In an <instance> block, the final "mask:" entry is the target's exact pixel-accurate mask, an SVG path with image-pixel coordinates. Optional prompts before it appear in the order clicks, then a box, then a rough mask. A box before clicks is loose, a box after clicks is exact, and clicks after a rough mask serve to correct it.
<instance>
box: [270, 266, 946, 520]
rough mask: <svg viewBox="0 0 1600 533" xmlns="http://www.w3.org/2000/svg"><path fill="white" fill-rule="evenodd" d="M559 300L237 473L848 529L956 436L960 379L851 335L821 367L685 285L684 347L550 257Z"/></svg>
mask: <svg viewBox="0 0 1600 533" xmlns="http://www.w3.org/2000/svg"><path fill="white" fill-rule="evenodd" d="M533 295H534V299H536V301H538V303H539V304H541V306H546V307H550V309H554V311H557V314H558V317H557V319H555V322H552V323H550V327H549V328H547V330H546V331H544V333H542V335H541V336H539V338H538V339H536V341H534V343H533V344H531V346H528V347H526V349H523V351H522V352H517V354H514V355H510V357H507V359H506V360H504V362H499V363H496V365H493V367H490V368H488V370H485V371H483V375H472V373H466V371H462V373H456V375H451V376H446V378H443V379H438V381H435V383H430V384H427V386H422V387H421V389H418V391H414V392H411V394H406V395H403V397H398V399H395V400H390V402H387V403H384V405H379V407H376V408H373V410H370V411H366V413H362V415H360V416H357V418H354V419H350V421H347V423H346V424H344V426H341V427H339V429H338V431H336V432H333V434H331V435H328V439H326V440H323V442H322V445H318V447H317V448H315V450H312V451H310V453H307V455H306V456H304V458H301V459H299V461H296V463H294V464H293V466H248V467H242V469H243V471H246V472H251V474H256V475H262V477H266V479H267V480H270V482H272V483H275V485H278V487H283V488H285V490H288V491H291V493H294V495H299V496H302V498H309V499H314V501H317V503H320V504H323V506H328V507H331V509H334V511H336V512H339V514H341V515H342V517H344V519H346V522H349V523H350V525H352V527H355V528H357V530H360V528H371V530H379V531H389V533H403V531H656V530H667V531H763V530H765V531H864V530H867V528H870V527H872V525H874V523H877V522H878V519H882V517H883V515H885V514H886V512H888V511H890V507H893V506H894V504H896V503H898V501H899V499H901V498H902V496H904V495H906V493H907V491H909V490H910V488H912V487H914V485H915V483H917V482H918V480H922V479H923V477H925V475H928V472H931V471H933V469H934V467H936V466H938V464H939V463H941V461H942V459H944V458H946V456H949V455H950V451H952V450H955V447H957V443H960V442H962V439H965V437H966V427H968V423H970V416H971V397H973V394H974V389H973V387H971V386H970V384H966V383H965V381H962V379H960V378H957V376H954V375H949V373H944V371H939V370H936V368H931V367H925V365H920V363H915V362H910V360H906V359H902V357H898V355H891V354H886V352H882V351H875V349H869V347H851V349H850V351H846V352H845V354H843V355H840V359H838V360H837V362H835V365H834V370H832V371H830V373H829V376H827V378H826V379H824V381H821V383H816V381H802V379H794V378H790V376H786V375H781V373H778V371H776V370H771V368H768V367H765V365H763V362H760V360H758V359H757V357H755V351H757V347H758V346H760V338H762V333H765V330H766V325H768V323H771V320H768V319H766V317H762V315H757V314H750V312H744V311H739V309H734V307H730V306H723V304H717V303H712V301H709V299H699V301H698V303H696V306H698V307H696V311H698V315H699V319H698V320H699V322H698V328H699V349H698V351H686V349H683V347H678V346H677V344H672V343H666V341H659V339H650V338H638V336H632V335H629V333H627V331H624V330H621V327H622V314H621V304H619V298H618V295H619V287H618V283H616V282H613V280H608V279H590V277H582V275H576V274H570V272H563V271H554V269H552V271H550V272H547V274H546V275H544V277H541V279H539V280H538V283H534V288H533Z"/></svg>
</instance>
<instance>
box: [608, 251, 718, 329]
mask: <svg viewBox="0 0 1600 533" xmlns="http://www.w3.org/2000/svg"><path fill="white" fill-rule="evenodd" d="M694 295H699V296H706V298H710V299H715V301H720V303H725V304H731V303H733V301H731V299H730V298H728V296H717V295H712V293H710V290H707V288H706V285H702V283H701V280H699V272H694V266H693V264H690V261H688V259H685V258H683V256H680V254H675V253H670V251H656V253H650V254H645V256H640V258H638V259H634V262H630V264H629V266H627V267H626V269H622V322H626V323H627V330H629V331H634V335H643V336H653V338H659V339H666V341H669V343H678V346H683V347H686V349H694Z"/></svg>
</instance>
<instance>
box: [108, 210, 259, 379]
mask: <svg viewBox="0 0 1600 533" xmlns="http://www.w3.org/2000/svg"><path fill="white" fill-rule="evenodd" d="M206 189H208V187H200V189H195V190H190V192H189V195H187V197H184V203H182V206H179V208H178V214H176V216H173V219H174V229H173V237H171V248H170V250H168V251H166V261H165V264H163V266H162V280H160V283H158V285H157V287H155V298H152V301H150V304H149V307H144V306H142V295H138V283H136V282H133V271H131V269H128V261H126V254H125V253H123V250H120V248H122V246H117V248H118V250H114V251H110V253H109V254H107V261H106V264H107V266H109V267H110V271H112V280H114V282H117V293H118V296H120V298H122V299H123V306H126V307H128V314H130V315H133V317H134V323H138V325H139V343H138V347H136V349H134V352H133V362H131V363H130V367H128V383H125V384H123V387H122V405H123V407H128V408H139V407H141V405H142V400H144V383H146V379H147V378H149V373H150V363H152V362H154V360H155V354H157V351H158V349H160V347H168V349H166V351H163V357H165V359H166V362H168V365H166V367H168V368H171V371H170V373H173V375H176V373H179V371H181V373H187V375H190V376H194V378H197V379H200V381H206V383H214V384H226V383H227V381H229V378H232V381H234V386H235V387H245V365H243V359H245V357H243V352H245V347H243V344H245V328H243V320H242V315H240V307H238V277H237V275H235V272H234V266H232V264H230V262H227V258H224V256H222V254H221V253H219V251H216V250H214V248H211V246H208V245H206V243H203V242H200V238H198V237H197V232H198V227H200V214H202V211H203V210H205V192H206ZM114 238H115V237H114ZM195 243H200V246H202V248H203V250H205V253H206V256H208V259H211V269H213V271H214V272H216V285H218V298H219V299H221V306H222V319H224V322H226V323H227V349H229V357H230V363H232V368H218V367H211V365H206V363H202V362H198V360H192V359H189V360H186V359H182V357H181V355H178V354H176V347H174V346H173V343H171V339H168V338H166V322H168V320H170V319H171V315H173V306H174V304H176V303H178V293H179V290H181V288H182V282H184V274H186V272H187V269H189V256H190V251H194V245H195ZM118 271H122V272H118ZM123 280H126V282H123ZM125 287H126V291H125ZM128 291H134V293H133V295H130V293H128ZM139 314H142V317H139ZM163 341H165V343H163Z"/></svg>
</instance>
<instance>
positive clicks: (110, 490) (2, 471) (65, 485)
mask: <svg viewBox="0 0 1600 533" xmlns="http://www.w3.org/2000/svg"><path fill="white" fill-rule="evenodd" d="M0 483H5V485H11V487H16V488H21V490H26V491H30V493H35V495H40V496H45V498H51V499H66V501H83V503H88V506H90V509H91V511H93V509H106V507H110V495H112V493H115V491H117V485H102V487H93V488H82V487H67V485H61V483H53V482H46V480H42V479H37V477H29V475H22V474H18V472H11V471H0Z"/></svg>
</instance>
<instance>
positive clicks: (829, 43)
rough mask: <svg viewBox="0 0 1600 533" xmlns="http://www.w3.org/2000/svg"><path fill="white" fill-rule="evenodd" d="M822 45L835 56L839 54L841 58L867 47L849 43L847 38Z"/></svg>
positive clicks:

....

◆ Request ◆
Reproduce every line of the records above verbatim, from the first line through the last, keeping every character and line break unchanged.

◆ Answer to this problem ◆
In an <instance> block, the final "mask:" entry is the target's exact pixel-accurate mask, an SVG path with image-pixel coordinates. Optional prompts before it appear in the order clicks, then a box, then a rough mask. A box before clicks is loose, a box after clicks is exact, and clicks after a rough mask serve to correct it.
<instance>
box: [270, 266, 946, 520]
rough mask: <svg viewBox="0 0 1600 533" xmlns="http://www.w3.org/2000/svg"><path fill="white" fill-rule="evenodd" d="M559 300L237 473L848 529L956 436L960 379L851 335L821 367L685 285L684 347L550 257Z"/></svg>
mask: <svg viewBox="0 0 1600 533" xmlns="http://www.w3.org/2000/svg"><path fill="white" fill-rule="evenodd" d="M533 295H534V299H536V301H538V303H539V304H541V306H546V307H550V309H554V311H557V314H558V317H557V319H555V322H552V323H550V327H549V328H547V330H546V331H544V333H542V335H541V336H539V338H538V339H536V341H534V343H533V344H531V346H528V347H526V349H523V351H522V352H517V354H514V355H510V357H507V359H506V360H504V362H499V363H496V365H493V367H490V368H488V370H485V371H483V375H472V373H466V371H462V373H456V375H451V376H446V378H443V379H438V381H435V383H430V384H427V386H422V387H421V389H418V391H414V392H411V394H406V395H403V397H398V399H395V400H390V402H387V403H384V405H379V407H376V408H373V410H370V411H366V413H362V415H360V416H357V418H354V419H350V421H347V423H346V424H344V426H341V427H339V429H338V431H336V432H333V434H331V435H328V439H326V440H323V442H322V445H318V447H317V448H315V450H312V451H310V453H307V455H306V456H304V458H301V459H299V461H296V463H294V464H293V466H248V467H242V469H243V471H246V472H251V474H256V475H262V477H266V479H267V480H270V482H272V483H275V485H278V487H283V488H285V490H288V491H291V493H294V495H299V496H302V498H309V499H314V501H317V503H320V504H323V506H328V507H331V509H334V511H336V512H339V514H341V515H342V517H344V519H346V522H349V523H350V525H352V527H355V528H357V530H360V528H371V530H379V531H389V533H403V531H656V530H667V531H763V530H765V531H864V530H867V528H870V527H872V525H874V523H877V522H878V519H882V517H883V515H885V514H886V512H888V511H890V507H893V506H894V504H896V503H898V501H899V499H901V498H902V496H904V495H906V493H907V491H909V490H910V488H912V487H914V485H915V483H917V482H918V480H922V479H923V477H925V475H928V472H931V471H933V469H934V467H936V466H938V464H939V463H941V461H942V459H944V458H946V456H949V455H950V451H952V450H955V447H957V443H960V442H962V439H965V437H966V427H968V423H970V416H971V397H973V394H974V389H973V387H971V386H970V384H966V383H965V381H962V379H960V378H957V376H954V375H949V373H944V371H939V370H936V368H931V367H925V365H920V363H915V362H910V360H906V359H902V357H898V355H891V354H886V352H882V351H875V349H869V347H851V349H850V351H846V352H845V354H843V355H840V359H838V360H837V362H835V365H834V370H832V371H830V373H829V376H827V378H826V379H824V381H821V383H816V381H802V379H794V378H790V376H786V375H781V373H778V371H776V370H771V368H768V367H765V365H763V362H760V360H758V359H757V357H755V351H757V347H758V346H760V338H762V333H765V330H766V325H768V323H771V320H768V319H766V317H762V315H757V314H750V312H744V311H739V309H734V307H730V306H723V304H717V303H712V301H709V299H699V301H698V303H696V306H698V307H696V311H698V315H699V319H698V320H699V322H698V328H699V349H698V351H686V349H683V347H678V346H677V344H672V343H666V341H659V339H650V338H638V336H632V335H629V333H627V331H624V330H621V327H622V314H621V304H619V298H618V295H619V287H618V283H616V282H613V280H608V279H590V277H582V275H576V274H570V272H563V271H554V269H552V271H550V272H547V274H546V275H544V277H541V279H539V280H538V283H534V288H533Z"/></svg>
</instance>
<instance>
box: [608, 251, 718, 329]
mask: <svg viewBox="0 0 1600 533" xmlns="http://www.w3.org/2000/svg"><path fill="white" fill-rule="evenodd" d="M694 295H699V296H706V298H710V299H715V301H720V303H725V304H731V303H733V301H731V299H730V298H728V296H717V295H712V293H710V290H707V288H706V285H702V283H701V280H699V272H694V266H693V264H690V261H688V259H685V258H683V256H680V254H675V253H670V251H656V253H650V254H645V256H640V258H638V259H634V262H630V264H629V266H627V267H626V269H622V322H626V323H627V330H629V331H634V335H643V336H653V338H659V339H666V341H669V343H678V346H683V347H686V349H694Z"/></svg>
</instance>
<instance>
box: [108, 210, 259, 379]
mask: <svg viewBox="0 0 1600 533" xmlns="http://www.w3.org/2000/svg"><path fill="white" fill-rule="evenodd" d="M206 189H208V187H200V189H195V190H190V192H189V195H187V197H184V203H182V206H179V208H178V214H176V216H173V219H174V229H173V237H171V248H170V250H168V251H166V261H165V264H163V266H162V280H160V283H158V285H157V287H155V298H152V301H150V304H149V307H144V306H142V295H138V283H136V282H133V271H131V269H128V261H126V254H125V253H123V250H120V248H122V246H117V248H118V250H114V251H110V253H109V254H107V261H106V264H107V266H109V267H110V271H112V280H114V282H117V293H118V296H120V298H122V299H123V306H126V307H128V314H130V315H133V317H134V323H138V325H139V343H138V347H136V349H134V352H133V362H131V363H130V367H128V383H125V384H123V387H122V405H123V407H128V408H139V407H141V405H142V400H144V383H146V379H147V378H149V373H150V363H152V362H154V360H155V354H157V351H158V349H160V347H168V349H166V351H163V357H165V359H166V362H168V365H166V367H168V368H171V371H170V373H173V375H176V373H179V371H181V373H187V375H190V376H194V378H197V379H200V381H206V383H214V384H226V383H227V381H229V378H232V381H234V386H235V387H245V365H243V359H245V357H243V352H245V347H243V344H245V328H243V320H242V315H240V307H238V277H237V275H235V272H234V266H232V264H230V262H227V258H224V256H222V254H221V253H219V251H216V250H214V248H211V246H208V245H206V243H203V242H200V238H198V237H197V232H198V227H200V214H202V211H203V210H205V192H206ZM114 238H115V237H114ZM195 243H200V246H202V248H203V250H205V253H206V256H208V259H211V269H213V271H214V272H216V285H218V298H219V299H221V306H222V319H224V322H226V323H227V349H229V357H230V363H232V368H218V367H211V365H206V363H202V362H198V360H192V359H189V360H186V359H182V357H181V355H178V354H176V347H174V346H173V343H171V339H168V338H166V322H168V320H170V319H171V315H173V306H174V304H176V303H178V293H179V290H181V288H182V282H184V274H186V272H187V269H189V256H190V251H194V245H195ZM118 271H122V272H118ZM123 280H126V282H123ZM125 287H126V291H125ZM128 291H134V293H133V295H130V293H128ZM139 314H142V317H139ZM163 341H165V343H163Z"/></svg>
</instance>
<instance>
positive clicks: (110, 490) (2, 471) (65, 485)
mask: <svg viewBox="0 0 1600 533" xmlns="http://www.w3.org/2000/svg"><path fill="white" fill-rule="evenodd" d="M0 483H5V485H11V487H16V488H21V490H26V491H30V493H35V495H40V496H45V498H51V499H66V501H83V503H88V506H90V509H91V511H93V509H106V507H110V495H112V493H115V491H117V485H102V487H93V488H82V487H67V485H61V483H53V482H46V480H42V479H37V477H29V475H22V474H18V472H11V471H0Z"/></svg>
</instance>
<instance>
positive clicks: (829, 43)
rough mask: <svg viewBox="0 0 1600 533" xmlns="http://www.w3.org/2000/svg"><path fill="white" fill-rule="evenodd" d="M822 45L835 56L839 54L841 58L867 47L849 43L847 38Z"/></svg>
positive clicks:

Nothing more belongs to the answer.